— Work to do —
Print exactly the lines from the one containing "Please indicate the white pillow" through the last line of the listing, both included.

■ ■ ■

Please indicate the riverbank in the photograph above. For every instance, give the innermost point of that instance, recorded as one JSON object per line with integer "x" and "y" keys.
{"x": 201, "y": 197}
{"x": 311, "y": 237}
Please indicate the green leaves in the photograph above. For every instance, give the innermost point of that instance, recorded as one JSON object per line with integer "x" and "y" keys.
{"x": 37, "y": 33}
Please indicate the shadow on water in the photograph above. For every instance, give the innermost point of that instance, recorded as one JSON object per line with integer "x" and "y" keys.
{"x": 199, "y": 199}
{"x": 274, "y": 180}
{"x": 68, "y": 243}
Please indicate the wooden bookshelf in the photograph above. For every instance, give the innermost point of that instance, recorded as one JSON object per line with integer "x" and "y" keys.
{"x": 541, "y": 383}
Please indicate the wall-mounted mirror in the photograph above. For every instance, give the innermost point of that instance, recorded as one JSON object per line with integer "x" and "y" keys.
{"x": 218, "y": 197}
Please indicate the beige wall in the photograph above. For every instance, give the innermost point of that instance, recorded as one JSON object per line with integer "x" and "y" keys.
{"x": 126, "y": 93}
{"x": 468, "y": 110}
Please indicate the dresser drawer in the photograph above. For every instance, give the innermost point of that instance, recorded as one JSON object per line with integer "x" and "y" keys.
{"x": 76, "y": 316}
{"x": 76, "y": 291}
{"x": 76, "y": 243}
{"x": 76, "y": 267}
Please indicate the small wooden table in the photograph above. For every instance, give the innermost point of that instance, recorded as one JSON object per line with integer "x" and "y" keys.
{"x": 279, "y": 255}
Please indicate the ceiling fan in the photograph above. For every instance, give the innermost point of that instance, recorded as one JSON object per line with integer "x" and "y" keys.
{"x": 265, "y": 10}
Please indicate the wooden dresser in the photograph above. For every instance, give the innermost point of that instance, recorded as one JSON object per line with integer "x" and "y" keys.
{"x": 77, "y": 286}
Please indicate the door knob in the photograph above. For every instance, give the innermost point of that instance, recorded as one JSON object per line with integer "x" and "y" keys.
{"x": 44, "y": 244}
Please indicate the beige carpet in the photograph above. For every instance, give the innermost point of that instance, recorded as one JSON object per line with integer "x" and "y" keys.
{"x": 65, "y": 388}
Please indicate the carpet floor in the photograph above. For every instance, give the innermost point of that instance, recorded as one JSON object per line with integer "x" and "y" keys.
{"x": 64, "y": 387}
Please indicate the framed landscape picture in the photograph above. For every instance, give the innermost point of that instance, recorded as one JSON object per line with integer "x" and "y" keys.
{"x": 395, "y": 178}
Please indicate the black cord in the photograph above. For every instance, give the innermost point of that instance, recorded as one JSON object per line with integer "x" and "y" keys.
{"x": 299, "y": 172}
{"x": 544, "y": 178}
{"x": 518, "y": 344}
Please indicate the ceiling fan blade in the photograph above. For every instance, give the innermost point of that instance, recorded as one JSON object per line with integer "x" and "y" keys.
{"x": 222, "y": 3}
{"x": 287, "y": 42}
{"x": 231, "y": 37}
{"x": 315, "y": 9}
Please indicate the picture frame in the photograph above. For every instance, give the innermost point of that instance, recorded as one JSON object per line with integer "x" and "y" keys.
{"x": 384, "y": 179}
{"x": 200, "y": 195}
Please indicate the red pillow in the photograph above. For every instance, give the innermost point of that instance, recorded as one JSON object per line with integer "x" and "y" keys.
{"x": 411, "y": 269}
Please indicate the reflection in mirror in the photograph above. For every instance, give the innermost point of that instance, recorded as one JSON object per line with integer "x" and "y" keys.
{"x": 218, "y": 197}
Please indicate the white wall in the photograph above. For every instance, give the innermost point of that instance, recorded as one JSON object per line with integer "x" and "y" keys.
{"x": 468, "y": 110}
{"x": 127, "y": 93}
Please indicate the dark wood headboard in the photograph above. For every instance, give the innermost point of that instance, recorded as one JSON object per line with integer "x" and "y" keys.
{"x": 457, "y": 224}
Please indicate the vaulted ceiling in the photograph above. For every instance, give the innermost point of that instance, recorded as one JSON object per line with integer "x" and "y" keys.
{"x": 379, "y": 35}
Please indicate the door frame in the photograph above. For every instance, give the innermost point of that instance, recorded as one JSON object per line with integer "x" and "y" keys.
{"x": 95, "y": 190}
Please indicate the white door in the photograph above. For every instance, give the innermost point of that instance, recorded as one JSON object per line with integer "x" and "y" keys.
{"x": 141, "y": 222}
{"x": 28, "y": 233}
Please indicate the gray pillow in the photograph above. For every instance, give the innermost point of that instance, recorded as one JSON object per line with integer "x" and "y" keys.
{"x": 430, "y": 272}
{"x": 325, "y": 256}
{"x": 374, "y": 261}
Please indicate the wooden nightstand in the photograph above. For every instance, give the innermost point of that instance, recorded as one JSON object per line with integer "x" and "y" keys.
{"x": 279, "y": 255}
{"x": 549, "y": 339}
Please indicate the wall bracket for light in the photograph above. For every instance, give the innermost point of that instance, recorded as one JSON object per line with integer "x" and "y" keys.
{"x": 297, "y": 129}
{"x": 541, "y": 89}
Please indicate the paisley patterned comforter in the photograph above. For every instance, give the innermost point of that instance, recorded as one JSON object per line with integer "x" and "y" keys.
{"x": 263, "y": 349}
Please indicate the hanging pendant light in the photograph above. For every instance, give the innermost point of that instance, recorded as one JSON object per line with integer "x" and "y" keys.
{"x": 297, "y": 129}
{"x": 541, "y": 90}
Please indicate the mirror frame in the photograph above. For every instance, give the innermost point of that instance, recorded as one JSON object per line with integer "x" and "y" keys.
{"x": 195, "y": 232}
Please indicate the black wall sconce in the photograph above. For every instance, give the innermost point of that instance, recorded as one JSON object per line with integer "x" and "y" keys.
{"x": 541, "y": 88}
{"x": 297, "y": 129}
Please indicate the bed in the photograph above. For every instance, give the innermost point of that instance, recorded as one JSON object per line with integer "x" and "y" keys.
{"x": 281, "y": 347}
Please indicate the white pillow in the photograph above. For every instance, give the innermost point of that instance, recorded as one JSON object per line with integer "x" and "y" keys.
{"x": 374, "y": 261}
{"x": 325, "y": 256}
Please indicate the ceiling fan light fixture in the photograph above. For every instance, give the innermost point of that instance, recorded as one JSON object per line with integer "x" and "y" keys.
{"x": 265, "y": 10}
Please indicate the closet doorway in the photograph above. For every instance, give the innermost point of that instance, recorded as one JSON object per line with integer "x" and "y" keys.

■ ■ ■

— Right answer —
Please indicate the white pillow in the photograph above. For every instance, give the innermost point of that instance, recorded as one JSON object per line with integer "x" and "y" keys.
{"x": 374, "y": 261}
{"x": 325, "y": 256}
Please indicate the ceiling fan light fixture in the photograph above. For every instance, give the innermost point of that instance, recorded as one JSON object per line with integer "x" and "y" keys.
{"x": 265, "y": 10}
Please indicate the closet doorway in the photograph above. For every instance, give the innermost point of that instance, recorded as one JSON object per line with integer "x" and "y" keys.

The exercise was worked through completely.